Problem requirements: Extract every row below and copy each one verbatim.

Entries:
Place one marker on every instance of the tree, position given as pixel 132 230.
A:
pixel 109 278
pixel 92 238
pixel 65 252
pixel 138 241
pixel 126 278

Complete response:
Place one marker on every instance of the tree, position given as pixel 132 230.
A:
pixel 109 278
pixel 92 238
pixel 65 252
pixel 138 241
pixel 126 278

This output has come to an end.